Exercise:
Without including the pictures, copy each line below exactly as it reads.
Start of Data for analysis
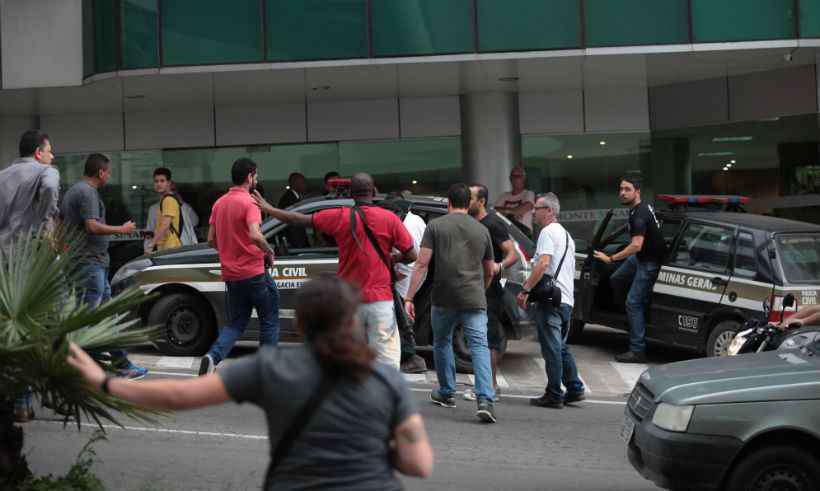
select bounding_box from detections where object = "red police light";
[657,195,750,206]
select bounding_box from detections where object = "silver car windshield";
[775,233,820,284]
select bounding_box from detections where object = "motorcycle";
[727,294,797,356]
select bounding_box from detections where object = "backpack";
[160,194,198,245]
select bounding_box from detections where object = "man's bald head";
[351,172,375,200]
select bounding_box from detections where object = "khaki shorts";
[358,301,400,370]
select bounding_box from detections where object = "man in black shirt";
[469,184,519,398]
[593,176,665,363]
[278,172,309,248]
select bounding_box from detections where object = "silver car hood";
[642,351,820,405]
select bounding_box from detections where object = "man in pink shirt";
[199,158,279,375]
[253,173,416,369]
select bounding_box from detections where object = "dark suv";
[112,194,535,371]
[571,201,820,357]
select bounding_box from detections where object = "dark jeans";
[533,303,584,401]
[78,263,130,368]
[610,256,660,353]
[208,273,280,364]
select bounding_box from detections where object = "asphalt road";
[22,387,658,490]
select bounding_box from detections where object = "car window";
[775,233,820,284]
[268,214,338,257]
[669,222,733,273]
[733,231,757,279]
[660,218,683,249]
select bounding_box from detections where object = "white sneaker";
[463,388,476,401]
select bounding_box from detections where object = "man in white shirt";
[390,198,428,374]
[517,193,585,409]
[494,165,535,236]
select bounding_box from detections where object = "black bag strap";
[270,373,338,472]
[554,230,570,276]
[159,194,185,239]
[351,206,397,284]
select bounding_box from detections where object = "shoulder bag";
[530,230,570,308]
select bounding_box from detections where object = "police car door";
[650,220,735,348]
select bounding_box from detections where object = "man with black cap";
[253,173,417,370]
[593,176,666,363]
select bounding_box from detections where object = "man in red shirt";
[253,173,416,369]
[199,158,279,375]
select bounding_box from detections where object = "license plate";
[620,414,636,444]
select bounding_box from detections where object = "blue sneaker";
[117,364,148,380]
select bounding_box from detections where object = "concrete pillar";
[460,92,521,200]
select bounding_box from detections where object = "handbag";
[350,207,412,334]
[530,230,570,308]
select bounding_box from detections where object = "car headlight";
[652,403,694,432]
[112,258,153,285]
[727,328,752,356]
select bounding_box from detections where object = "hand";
[252,190,274,215]
[264,250,275,269]
[516,291,529,309]
[66,342,106,391]
[593,250,611,264]
[404,299,416,321]
[120,220,136,234]
[493,262,503,276]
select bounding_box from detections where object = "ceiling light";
[726,163,733,168]
[285,185,290,190]
[712,136,753,143]
[599,141,606,146]
[412,180,418,185]
[131,185,138,190]
[730,160,736,164]
[566,154,574,159]
[722,167,729,171]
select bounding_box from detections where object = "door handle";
[711,277,728,287]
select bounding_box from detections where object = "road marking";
[35,420,269,441]
[408,388,625,406]
[610,362,648,391]
[402,373,427,384]
[155,357,195,369]
[147,370,196,377]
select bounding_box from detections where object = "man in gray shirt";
[404,183,497,423]
[61,153,146,380]
[0,130,59,253]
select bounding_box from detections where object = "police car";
[570,195,820,357]
[111,191,534,372]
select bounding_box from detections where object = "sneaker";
[615,351,647,364]
[564,391,586,404]
[430,389,456,408]
[117,365,148,380]
[198,354,216,376]
[462,388,476,401]
[476,400,497,423]
[530,393,563,409]
[400,354,427,374]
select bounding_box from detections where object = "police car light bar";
[656,195,750,206]
[327,177,352,197]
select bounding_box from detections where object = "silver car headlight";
[652,403,694,432]
[727,328,753,356]
[112,258,153,285]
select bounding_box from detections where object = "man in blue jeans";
[198,158,279,375]
[518,193,585,409]
[594,176,666,363]
[404,183,497,423]
[61,153,147,379]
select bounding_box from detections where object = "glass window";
[477,0,580,52]
[670,222,734,273]
[522,133,650,243]
[586,0,689,47]
[83,0,95,77]
[801,0,820,38]
[660,218,683,248]
[162,0,263,66]
[371,0,474,56]
[776,234,820,284]
[122,0,159,69]
[266,0,367,61]
[691,0,796,43]
[734,231,757,279]
[94,0,119,73]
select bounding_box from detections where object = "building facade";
[1,0,820,245]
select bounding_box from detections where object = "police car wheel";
[706,320,741,357]
[149,293,217,356]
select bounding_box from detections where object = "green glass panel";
[122,0,158,69]
[94,0,118,73]
[692,0,796,43]
[371,0,474,56]
[801,0,820,38]
[586,0,689,47]
[83,0,95,77]
[162,0,263,66]
[266,0,367,61]
[478,0,580,52]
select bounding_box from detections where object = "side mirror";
[783,293,796,309]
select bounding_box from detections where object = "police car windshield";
[775,234,820,284]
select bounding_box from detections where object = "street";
[22,325,694,490]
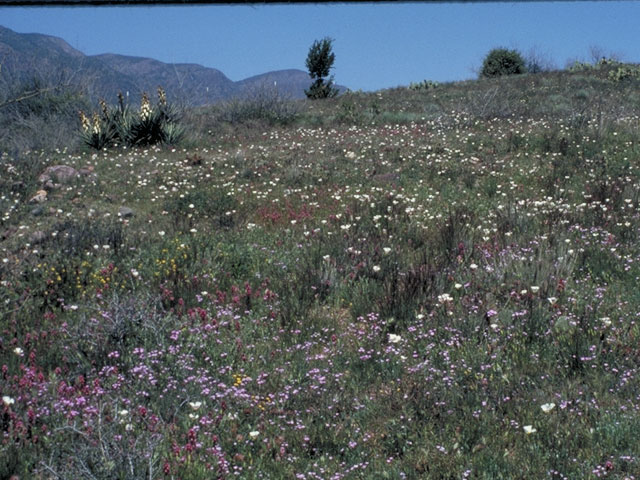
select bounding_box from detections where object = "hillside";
End of Data for analysis
Solution for this exercise:
select bounding_box from detections where object = "red police light";
[657,195,750,206]
select bounding_box from detections where object = "silver car windshield";
[775,233,820,284]
select bounding_box from detections where object = "motorcycle";
[727,294,797,356]
select bounding_box from detections where object = "backpack";
[160,194,198,245]
select bounding_box from detections where object = "man's bald head";
[351,172,375,200]
select bounding_box from detections where object = "khaki shorts";
[358,301,400,370]
select bounding_box from detections where object = "man in black shirt";
[469,184,519,398]
[593,176,665,363]
[278,172,309,248]
select bounding_box from detections where object = "silver car hood";
[642,351,820,405]
select bounding_box from detections where object = "man in pink shirt";
[199,158,279,375]
[253,173,416,369]
select bounding_box from detections where object = "dark suv";
[112,194,535,371]
[571,201,820,357]
select bounding_box from detections where object = "dark jeans";
[533,303,584,401]
[78,263,130,368]
[610,256,660,353]
[208,273,280,364]
select bounding_box from detections where object = "asphalt road";
[22,387,658,490]
select bounding_box from detections where object = "car window";
[775,233,820,284]
[268,214,338,257]
[669,222,733,273]
[733,231,757,279]
[660,218,683,249]
select bounding_box from detections where object = "white sneaker";
[463,388,476,401]
select bounding_box from detections where object = "man in white shirt";
[390,198,428,374]
[517,193,585,409]
[494,165,535,236]
select bounding_box from detections where object = "black bag strap";
[270,373,338,472]
[554,230,570,276]
[159,194,185,239]
[351,206,397,284]
select bounding_box from detections where object = "shoulder bag";
[530,230,570,308]
select bounding_box from detections where object = "police car door";
[650,220,735,348]
select bounding_box from detections where object = "man with black cap";
[253,173,417,370]
[593,176,666,363]
select bounding_box from detections where object = "man in red shirt";
[253,173,416,369]
[199,158,279,375]
select bounding_box from detections where object = "license plate";
[620,414,636,444]
select bounding_box from detections where object = "blue sneaker";
[117,364,148,380]
select bounding_box from detections where object = "concrete pillar";
[460,92,521,200]
select bounding_box from detections where object = "handbag";
[350,207,412,334]
[530,230,570,308]
select bounding_box from detections where object = "car headlight";
[652,403,694,432]
[112,258,153,285]
[727,328,752,356]
select bounding_box from detections where object = "hand";
[252,190,274,215]
[264,250,275,269]
[516,291,529,309]
[66,342,106,391]
[593,250,611,264]
[404,299,416,321]
[120,220,136,234]
[493,262,503,276]
select bounding_box from detections where object = "ceiling light";
[726,163,733,168]
[285,185,290,190]
[712,136,753,143]
[599,141,606,146]
[412,180,418,185]
[131,185,138,190]
[730,160,736,164]
[566,154,574,159]
[722,167,729,171]
select bounding_box from detections where object = "door handle";
[711,277,728,287]
select bounding_box from detections where object = "road marking";
[35,420,269,441]
[408,388,625,406]
[610,362,648,391]
[402,373,427,384]
[155,357,195,369]
[147,370,196,377]
select bounding_box from detections where object = "man in gray shirt";
[404,183,497,423]
[61,153,146,380]
[0,130,59,253]
select bounding_box from detections where object = "police car";
[570,195,820,357]
[111,191,534,372]
select bounding_box from detections where object = "sneaker";
[615,351,647,364]
[564,391,586,404]
[430,389,456,408]
[117,365,148,380]
[198,354,216,376]
[462,388,476,401]
[476,400,497,423]
[530,393,563,409]
[400,354,427,374]
select bounding_box from detections where object = "police car light bar";
[656,195,750,206]
[327,177,352,197]
select bounding_box from detections where object = "silver car headlight";
[652,403,694,432]
[727,328,753,356]
[112,258,153,285]
select bounding_box from detections where object = "man in blue jeans";
[198,158,279,375]
[518,193,585,409]
[594,176,666,363]
[404,183,497,423]
[61,153,147,379]
select bounding_box from detections where object = "glass window";
[477,0,580,52]
[670,222,734,273]
[522,133,650,243]
[586,0,689,47]
[83,0,95,77]
[801,0,820,38]
[660,218,683,248]
[162,0,263,66]
[371,0,474,56]
[776,234,820,284]
[122,0,159,69]
[266,0,367,61]
[691,0,796,43]
[734,231,757,279]
[94,0,119,73]
select bounding_box from detections where object = "building facade";
[1,0,820,245]
select bounding_box from detections where object = "police car wheel";
[706,320,741,357]
[149,293,217,356]
select bounding_box from detections where object = "green glass panel";
[122,0,158,69]
[94,0,118,73]
[692,0,796,43]
[371,0,474,56]
[801,0,820,38]
[586,0,689,47]
[83,0,95,77]
[162,0,263,66]
[266,0,367,61]
[478,0,580,52]
select bounding_box from detections where object = "side mirror";
[783,293,796,309]
select bounding_box from detections where object = "police car windshield";
[775,234,820,284]
select bounding_box from detections where object = "street";
[22,325,694,490]
select bounding_box from detections where object = "hillside";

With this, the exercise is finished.